Data provided:
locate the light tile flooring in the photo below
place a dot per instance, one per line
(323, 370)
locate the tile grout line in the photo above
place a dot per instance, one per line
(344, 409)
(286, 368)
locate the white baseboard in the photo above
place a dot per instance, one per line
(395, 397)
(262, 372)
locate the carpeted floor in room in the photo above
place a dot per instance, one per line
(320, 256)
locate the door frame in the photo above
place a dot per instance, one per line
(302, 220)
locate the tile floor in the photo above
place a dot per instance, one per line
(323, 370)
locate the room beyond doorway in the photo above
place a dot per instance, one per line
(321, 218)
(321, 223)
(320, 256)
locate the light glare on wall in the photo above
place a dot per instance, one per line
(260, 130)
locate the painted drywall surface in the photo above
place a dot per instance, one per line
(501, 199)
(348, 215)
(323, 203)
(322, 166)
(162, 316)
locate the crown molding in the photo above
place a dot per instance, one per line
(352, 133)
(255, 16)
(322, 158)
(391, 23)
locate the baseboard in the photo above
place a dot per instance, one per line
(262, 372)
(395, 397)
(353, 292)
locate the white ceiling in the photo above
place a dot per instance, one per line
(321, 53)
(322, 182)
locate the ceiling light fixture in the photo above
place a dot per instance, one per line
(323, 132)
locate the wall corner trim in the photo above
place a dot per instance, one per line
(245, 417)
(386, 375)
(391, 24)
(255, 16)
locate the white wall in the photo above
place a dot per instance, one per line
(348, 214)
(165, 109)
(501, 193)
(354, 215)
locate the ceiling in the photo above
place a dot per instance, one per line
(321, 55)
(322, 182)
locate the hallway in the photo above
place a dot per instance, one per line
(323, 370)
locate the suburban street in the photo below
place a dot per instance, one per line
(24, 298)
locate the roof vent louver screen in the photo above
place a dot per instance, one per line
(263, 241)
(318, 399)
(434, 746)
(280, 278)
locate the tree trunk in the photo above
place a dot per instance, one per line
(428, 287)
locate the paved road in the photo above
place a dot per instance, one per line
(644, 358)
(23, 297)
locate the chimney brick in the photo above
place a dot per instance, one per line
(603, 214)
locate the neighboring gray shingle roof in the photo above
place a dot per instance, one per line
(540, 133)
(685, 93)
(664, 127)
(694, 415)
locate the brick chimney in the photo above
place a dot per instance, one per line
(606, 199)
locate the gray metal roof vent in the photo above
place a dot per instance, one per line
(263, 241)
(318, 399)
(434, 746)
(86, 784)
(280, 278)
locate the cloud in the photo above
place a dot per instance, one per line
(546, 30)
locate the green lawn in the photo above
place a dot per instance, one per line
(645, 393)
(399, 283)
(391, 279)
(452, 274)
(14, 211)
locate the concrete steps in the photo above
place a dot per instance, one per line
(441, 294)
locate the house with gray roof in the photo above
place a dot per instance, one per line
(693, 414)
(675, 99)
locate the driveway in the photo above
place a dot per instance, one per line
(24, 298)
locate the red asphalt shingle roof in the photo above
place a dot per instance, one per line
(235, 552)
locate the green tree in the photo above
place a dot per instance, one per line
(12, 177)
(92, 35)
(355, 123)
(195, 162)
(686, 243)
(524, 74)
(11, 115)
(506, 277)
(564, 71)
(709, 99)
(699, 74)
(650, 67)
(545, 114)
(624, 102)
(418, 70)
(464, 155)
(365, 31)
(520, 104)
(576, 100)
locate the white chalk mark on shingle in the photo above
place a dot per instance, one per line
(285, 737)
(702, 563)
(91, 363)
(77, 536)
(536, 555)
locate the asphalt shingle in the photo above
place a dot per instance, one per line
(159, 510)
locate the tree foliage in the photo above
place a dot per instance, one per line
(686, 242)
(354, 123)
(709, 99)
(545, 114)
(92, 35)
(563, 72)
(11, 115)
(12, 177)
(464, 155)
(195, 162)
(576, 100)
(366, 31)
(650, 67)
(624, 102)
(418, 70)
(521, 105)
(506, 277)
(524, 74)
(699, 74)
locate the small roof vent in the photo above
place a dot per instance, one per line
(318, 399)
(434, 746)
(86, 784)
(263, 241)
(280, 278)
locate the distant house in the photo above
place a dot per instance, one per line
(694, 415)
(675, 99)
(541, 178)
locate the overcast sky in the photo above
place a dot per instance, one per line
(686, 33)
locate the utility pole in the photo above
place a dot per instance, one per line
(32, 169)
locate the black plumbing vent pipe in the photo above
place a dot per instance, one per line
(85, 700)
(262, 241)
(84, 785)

Task goal:
Reproduce everything from the line containing "locate the white chalk" down to the end of the data, requests included, and shift each coordinate in the answers by adding 47 to it.

Solution to this task:
locate the white chalk mark on shingle in the photo above
place a dot per instance, one per line
(332, 784)
(749, 610)
(138, 410)
(124, 583)
(583, 602)
locate the asphalt shingle in the photo above
place a dot per instance, one per line
(206, 557)
locate the tree foliage in the photo above
place a dot per instance, one per line
(733, 289)
(401, 170)
(756, 146)
(592, 161)
(139, 82)
(610, 119)
(58, 162)
(59, 224)
(511, 202)
(242, 209)
(623, 147)
(413, 78)
(697, 114)
(671, 149)
(465, 117)
(568, 152)
(553, 324)
(571, 121)
(746, 121)
locate the small roof vent in the photo above
place a dot per instance, one per line
(365, 446)
(481, 793)
(133, 831)
(310, 288)
(327, 325)
locate the distant house in the photo above
place a dot per instance, one per line
(741, 462)
(722, 146)
(588, 225)
locate the overcast sky in the photo above
place a dot per instance, one per line
(733, 80)
locate the utility pole in the photo above
place a dot per instance, one per line
(79, 216)
locate the black plumbing vent pipe in the photo above
place a dot per instance, one per line
(132, 747)
(309, 288)
(131, 832)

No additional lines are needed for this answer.